§ **REQUIREMENT**
Beginning at the line containing "# annotate each instance of the parked", output every line to the end of the data below exactly as it appears.

** Opening GIVEN RECORDS block **

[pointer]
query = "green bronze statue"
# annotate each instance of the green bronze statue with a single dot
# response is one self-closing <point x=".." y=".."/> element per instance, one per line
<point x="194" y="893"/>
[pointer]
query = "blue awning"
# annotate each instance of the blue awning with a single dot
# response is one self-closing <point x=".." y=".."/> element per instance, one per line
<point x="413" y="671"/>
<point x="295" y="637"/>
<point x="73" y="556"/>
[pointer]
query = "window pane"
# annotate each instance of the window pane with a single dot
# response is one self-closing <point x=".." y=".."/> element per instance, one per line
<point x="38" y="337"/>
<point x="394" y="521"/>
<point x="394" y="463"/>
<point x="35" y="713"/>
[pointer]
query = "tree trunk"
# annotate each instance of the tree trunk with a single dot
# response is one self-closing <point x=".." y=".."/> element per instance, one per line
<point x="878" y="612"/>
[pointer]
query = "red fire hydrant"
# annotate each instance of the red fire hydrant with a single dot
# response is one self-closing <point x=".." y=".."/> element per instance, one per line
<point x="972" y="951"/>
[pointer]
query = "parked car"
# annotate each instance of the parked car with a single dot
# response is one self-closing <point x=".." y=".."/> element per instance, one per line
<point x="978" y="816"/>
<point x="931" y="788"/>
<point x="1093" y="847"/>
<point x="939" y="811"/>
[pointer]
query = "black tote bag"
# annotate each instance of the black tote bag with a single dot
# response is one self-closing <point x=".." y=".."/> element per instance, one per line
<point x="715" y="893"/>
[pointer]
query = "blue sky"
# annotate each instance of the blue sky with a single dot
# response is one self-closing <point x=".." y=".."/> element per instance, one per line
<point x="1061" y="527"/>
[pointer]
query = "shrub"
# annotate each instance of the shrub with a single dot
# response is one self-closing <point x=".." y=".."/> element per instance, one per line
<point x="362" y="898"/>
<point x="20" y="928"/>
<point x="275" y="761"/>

** Closing GIVEN RECORDS block **

§ **SOLUTION TO THIS PROBLEM**
# annotate each instance of the parked car with a single dot
# response is one self-closing <point x=".." y=".."/> element per instance, one per line
<point x="978" y="816"/>
<point x="931" y="788"/>
<point x="1093" y="847"/>
<point x="939" y="811"/>
[pointer]
query = "black tote bag"
# annotate each instance of the black tote bag with a single dot
# response is one self-closing <point x=".." y=".."/> element per instance, one per line
<point x="715" y="893"/>
[pointer]
query = "blue sky"
# annotate each instance of the blue sky with a single dot
# response is one self-closing <point x=".." y=".."/> element per instance, one per line
<point x="1061" y="527"/>
[pointer]
query = "shrub"
# annotate each instance of the shrub with a single dot
# response is one self-closing <point x=".." y=".."/> element per instance, one per line
<point x="362" y="898"/>
<point x="20" y="928"/>
<point x="275" y="761"/>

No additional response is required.